◆ EXTRACT TO READ
====================

In SGU, the crazy soldier was in the brig where he belonged, and the duplicitous scientist was the only person they could find who was smart enough to figure out how to work that last chevron (but only with the help of an even less ideal person, Eli, whom they only found through an act of desperation). And no, they shouldn't all be highly motivated. Two of them (Young and the medic) were hoping to quit for personal reasons before they got stuck on Destiny. With one exception, the motivated people who were SUPPOSED to gate to Destiny didn't make it there, as Telford keeps reminding us.
Telford is as wacko as the rest. And O'Neill has become incompetent, as the issue with the inappropriate use of surrogate bodies demonstrates. I could see some of the civilians snapping under the pressure, although they are all adult professionals, too. I can even see Rush, if he's somehow the only one who can understand Destiny, although that certainly seems far from likely (and the way they brought in Eli was ridiculous, but he actually demonstrates possibly the most maturity of any of them). Young and the medic may have wanted to quit, but they are still adults; Young makes me cringe with his adolescent behavior. Greer should be nowhere near the Stargate Program; and then there's the other guy who went all pussy during the shuttle lottery and then stole food. And the hero archetype is a religious child molester.

====================

◆ WORK INSTRUCTIONS
Reproduce the full text about the characters of SGU word for word.

◆ PROVIDED DATA
====================

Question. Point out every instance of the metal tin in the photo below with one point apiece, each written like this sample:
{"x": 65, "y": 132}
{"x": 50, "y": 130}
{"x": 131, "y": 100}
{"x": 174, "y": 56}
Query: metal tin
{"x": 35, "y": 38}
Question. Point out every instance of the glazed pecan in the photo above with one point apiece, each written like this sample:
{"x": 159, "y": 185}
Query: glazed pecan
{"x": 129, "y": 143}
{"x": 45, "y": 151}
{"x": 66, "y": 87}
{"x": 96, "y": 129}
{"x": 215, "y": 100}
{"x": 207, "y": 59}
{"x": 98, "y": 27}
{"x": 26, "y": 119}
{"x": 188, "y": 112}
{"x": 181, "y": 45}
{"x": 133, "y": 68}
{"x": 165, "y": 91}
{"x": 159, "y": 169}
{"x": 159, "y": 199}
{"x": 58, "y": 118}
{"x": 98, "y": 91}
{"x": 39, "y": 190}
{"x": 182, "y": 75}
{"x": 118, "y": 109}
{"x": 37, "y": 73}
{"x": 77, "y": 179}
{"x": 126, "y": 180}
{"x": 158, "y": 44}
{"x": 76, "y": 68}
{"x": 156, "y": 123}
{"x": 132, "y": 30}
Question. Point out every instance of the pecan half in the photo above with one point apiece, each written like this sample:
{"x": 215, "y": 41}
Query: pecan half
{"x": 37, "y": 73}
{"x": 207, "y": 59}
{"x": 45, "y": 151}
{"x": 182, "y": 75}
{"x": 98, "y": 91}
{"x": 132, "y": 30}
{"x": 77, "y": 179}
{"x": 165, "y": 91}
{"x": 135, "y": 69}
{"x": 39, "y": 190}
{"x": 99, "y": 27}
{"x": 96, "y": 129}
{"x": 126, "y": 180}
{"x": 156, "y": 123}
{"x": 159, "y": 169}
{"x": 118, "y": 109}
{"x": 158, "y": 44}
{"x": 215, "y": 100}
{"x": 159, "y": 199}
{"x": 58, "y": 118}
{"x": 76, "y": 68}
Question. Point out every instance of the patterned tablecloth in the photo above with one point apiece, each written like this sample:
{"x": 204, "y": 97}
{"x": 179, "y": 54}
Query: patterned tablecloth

====================

◆ WRITTEN RESPONSE
In SGU, the crazy soldier was in the brig where he belonged, and the duplicitous scientist was the only person they could find who was smart enough to figure out how to work that last chevron (but only with the help of an even less ideal person, Eli, whom they only found through an act of desperation). And no, they shouldn't all be highly motivated. Two of them (Young and the medic) were hoping to quit for personal reasons before they got stuck on Destiny. With one exception, the motivated people who were SUPPOSED to gate to Destiny didn't make it there, as Telford keeps reminding us.
Telford is as wacko as the rest. And O'Neill has become incompetent, as the issue with the inappropriate use of surrogate bodies demonstrates. I could see some of the civilians snapping under the pressure, although they are all adult professionals, too. I can even see Rush, if he's somehow the only one who can understand Destiny, although that certainly seems far from likely (and the way they brought in Eli was ridiculous, but he actually demonstrates possibly the most maturity of any of them). Young and the medic may have wanted to quit, but they are still adults; Young makes me cringe with his adolescent behavior. Greer should be nowhere near the Stargate Program; and then there's the other guy who went all pussy during the shuttle lottery and then stole food. And the hero archetype is a religious child molester.